— SUPPLIED RECORDS —
|---|

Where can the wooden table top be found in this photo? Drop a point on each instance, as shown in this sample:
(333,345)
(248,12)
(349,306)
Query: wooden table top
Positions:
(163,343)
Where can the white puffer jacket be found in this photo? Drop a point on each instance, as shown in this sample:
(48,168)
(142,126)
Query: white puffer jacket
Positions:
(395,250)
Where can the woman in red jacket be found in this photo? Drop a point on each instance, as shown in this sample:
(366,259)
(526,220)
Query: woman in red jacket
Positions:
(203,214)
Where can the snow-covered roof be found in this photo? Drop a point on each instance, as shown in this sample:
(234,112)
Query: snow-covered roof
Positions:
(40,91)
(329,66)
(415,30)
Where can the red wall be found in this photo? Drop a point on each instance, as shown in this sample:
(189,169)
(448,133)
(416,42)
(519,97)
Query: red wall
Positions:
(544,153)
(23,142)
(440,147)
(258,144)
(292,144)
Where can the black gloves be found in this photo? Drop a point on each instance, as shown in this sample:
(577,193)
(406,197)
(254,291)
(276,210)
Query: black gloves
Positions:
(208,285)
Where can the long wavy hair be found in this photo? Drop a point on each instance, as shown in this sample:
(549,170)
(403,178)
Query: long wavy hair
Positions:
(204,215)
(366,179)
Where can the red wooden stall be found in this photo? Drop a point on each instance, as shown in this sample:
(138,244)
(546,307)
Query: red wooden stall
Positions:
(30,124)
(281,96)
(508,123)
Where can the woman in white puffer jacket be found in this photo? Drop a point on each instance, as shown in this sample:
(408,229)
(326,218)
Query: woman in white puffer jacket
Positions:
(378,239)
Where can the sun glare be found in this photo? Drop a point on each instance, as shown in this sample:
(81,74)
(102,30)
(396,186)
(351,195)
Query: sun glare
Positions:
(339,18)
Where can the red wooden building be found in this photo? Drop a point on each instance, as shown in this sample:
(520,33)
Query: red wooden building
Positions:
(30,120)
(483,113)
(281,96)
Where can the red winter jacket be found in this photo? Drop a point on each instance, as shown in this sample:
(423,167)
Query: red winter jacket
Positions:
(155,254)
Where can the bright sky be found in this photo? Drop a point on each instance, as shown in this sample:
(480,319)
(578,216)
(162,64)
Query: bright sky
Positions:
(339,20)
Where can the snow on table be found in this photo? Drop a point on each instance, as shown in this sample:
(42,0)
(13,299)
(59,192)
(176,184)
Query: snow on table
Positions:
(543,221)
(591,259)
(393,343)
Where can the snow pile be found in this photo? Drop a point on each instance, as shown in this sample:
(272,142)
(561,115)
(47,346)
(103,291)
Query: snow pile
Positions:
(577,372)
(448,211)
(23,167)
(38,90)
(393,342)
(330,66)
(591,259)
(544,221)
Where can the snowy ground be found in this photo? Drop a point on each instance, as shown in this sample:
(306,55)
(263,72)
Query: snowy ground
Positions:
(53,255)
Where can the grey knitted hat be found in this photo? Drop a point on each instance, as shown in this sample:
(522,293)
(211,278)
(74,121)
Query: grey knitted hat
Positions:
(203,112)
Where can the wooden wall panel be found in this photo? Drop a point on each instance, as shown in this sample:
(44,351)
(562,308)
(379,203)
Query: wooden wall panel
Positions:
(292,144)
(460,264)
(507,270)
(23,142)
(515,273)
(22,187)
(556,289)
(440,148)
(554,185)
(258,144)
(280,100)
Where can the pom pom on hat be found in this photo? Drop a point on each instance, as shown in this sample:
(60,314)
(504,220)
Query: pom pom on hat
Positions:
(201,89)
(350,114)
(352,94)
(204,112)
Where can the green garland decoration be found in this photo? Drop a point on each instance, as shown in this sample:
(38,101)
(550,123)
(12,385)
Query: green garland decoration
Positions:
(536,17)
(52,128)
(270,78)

|---|

— EXERCISE DESCRIPTION —
Format the lines as a numbered list, omitting any blank lines. Begin at the line that contains "Where can the snow on" and continue through the end of the records.

— RESPONSE BELOW —
1. Where can the snow on table be found in this photo? Drop a point on each instance, as shown in this sample:
2. (42,0)
3. (13,299)
4. (59,192)
5. (176,184)
6. Query: snow on table
7. Positions:
8. (543,221)
9. (591,259)
10. (393,343)
11. Where can the snow pile be found in this photo? Drop a point on each instance, as shown in this sample:
12. (272,142)
13. (561,115)
14. (47,346)
15. (103,291)
16. Query: snow pile
17. Positions:
18. (577,372)
19. (448,211)
20. (23,167)
21. (38,90)
22. (393,342)
23. (330,66)
24. (591,259)
25. (544,221)
26. Where can the snowy ground be found in this photo? Drop a point on each instance, as shown in this sample:
27. (306,55)
28. (263,72)
29. Query: snowy ground
30. Positions:
31. (53,255)
32. Where can the grey knitted hat be found in this photo? Drop a point on each instance, as shown in this sample:
33. (522,293)
34. (211,278)
35. (74,121)
36. Query: grey knitted hat
37. Positions:
38. (203,112)
39. Where can the wooden wall panel be found in this photo? Drop a point on each instance, as shown in this sample:
40. (44,351)
41. (562,308)
42. (379,203)
43. Query: wooden wall panel
44. Positions:
45. (292,144)
46. (460,264)
47. (507,270)
48. (23,142)
49. (515,273)
50. (22,187)
51. (556,289)
52. (440,148)
53. (554,185)
54. (258,144)
55. (280,100)
56. Where can the pom pom on hat be found in this photo? Drop a point on each instance, as shown in this sample:
57. (60,314)
58. (504,220)
59. Query: pom pom on hat
60. Positions:
61. (201,89)
62. (350,114)
63. (352,94)
64. (204,112)
65. Where can the green garland decoration be found in this photo? Drop a point on each instance, as shown in this sample:
66. (38,101)
67. (550,123)
68. (12,385)
69. Query: green garland decoration
70. Positions:
71. (536,17)
72. (52,128)
73. (270,78)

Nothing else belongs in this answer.